Dataset items
..........
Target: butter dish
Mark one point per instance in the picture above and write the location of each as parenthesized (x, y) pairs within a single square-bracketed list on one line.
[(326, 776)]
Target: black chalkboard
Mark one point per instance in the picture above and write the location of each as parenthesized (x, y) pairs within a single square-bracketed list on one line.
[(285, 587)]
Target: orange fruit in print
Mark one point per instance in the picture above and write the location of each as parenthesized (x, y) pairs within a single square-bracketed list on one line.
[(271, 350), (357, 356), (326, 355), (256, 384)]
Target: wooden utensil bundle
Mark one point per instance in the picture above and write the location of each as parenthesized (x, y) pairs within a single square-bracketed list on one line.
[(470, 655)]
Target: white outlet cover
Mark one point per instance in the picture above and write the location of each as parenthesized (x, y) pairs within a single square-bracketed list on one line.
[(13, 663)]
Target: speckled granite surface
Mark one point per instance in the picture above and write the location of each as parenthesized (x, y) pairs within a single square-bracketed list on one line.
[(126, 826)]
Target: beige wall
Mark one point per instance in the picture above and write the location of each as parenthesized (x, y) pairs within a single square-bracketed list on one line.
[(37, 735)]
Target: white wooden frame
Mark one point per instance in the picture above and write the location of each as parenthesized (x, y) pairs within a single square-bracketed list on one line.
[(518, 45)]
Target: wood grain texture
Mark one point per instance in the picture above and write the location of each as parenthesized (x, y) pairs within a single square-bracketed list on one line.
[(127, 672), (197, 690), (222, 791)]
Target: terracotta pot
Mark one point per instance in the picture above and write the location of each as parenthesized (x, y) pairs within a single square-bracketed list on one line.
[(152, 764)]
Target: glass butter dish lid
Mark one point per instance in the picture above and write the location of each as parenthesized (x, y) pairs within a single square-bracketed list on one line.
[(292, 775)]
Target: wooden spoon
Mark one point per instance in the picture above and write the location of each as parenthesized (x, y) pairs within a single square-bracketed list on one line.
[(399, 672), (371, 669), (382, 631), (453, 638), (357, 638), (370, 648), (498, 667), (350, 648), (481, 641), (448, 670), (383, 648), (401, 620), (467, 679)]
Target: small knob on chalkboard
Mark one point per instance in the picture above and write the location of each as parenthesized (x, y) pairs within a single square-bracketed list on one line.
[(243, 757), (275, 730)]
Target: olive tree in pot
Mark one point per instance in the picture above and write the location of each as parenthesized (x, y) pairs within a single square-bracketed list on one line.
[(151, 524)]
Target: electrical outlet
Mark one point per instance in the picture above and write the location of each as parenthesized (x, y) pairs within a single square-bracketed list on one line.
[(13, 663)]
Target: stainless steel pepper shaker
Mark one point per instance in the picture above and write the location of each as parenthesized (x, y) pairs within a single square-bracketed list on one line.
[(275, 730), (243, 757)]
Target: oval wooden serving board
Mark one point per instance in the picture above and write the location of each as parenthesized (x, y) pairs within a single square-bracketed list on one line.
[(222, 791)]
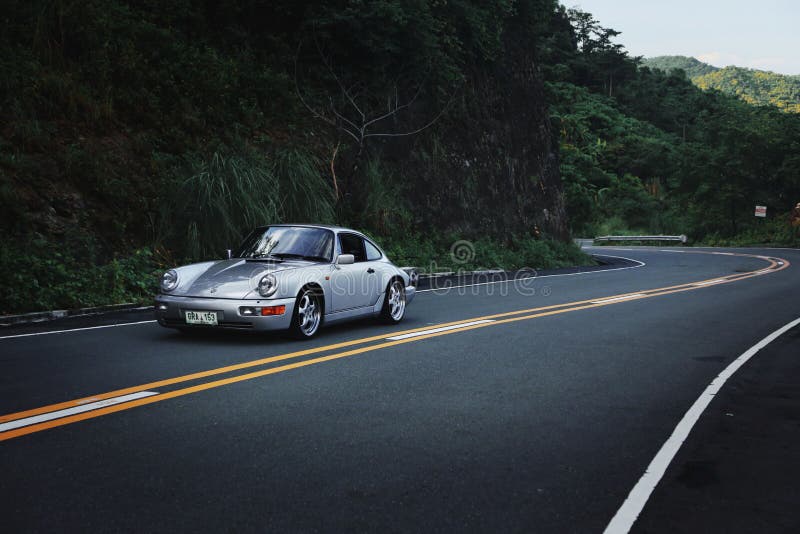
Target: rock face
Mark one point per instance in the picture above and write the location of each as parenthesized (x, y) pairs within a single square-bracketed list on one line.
[(493, 167)]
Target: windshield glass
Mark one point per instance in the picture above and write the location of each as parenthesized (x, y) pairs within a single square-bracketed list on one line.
[(282, 242)]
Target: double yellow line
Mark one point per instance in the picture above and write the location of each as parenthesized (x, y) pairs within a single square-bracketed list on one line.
[(776, 264)]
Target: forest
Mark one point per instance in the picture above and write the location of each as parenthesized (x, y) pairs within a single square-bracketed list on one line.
[(140, 134), (756, 87)]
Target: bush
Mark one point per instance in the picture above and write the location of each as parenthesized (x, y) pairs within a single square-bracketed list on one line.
[(42, 275)]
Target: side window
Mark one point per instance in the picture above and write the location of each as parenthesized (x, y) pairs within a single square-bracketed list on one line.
[(372, 251), (352, 244)]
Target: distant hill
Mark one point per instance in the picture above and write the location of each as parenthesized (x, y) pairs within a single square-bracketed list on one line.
[(691, 66), (755, 87)]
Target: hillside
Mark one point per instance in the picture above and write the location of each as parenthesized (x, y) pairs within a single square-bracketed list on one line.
[(136, 135), (755, 87), (691, 66)]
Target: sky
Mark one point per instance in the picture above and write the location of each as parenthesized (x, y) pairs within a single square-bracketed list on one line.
[(762, 34)]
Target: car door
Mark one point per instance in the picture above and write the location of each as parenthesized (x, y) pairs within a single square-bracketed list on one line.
[(353, 286)]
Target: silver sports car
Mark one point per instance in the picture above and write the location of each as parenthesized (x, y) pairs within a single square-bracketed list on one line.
[(287, 277)]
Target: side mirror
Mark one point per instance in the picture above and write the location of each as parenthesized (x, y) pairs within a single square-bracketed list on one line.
[(345, 259)]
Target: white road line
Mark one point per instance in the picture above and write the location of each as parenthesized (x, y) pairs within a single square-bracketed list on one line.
[(709, 282), (41, 418), (627, 514), (511, 281), (75, 329), (442, 329), (625, 297)]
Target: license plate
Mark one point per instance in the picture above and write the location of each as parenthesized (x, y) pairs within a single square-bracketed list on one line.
[(198, 317)]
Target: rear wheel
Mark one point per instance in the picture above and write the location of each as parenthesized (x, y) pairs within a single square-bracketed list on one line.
[(307, 316), (394, 304)]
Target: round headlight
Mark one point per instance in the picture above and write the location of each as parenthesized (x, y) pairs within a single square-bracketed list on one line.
[(169, 280), (268, 285)]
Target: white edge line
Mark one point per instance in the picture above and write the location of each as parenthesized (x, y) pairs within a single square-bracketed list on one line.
[(441, 329), (709, 282), (627, 514), (58, 414), (615, 299), (76, 329), (641, 264)]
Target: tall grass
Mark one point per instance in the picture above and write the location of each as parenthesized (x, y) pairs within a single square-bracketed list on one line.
[(230, 194)]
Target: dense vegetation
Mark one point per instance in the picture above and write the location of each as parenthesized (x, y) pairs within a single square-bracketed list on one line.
[(693, 67), (756, 87), (137, 134)]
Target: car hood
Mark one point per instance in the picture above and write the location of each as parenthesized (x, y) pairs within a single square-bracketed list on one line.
[(229, 279)]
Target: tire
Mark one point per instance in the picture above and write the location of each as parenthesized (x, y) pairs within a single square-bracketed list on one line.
[(308, 314), (394, 303)]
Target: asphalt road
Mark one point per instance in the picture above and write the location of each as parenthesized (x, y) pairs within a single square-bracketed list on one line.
[(539, 419)]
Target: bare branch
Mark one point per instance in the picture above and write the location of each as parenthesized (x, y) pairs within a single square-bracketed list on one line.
[(338, 80), (418, 130), (333, 170)]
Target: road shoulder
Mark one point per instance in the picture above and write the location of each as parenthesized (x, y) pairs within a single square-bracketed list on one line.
..........
Copy out verbatim the lines of the entries above, starting at the line containing "Target: double yellow line" and ending at the line containing "[(136, 135), (755, 87), (691, 66)]", with both of those lines included.

EXERCISE OUTPUT
Target: double yellow line
Mark one point per instance in the picture above and write the location of each as parenthesized (x, y) pairs within a single square-bracketed list on one line.
[(776, 264)]
Target: forest
Mark one point per instance in the picture above and write the location of each as parenthesized (x, y) pairs within a single square-bracketed list on one line.
[(140, 134), (756, 87)]
Target: bush
Mark one point per instance in the picture above and write the location of each as parenthesized (x, y) pairs within a single square-bracketed list on one line.
[(42, 275)]
Target: side window
Mark one point per instance in the picture above and write the location of each as parenthesized (x, y) pairs within a single square-bracketed list on one line.
[(372, 251), (352, 244)]
Target: distant hill
Mark one point per instance in the picture above and write the location of each as parenthesized (x, y) pairs within a single square-bracketed list on one line.
[(691, 66), (755, 87)]
Target: hillside
Mark one point per instance in the picture above and write the location of each as parenthesized (x, y) pairs within a single square-bracketed list on one line.
[(136, 135), (755, 87), (691, 66)]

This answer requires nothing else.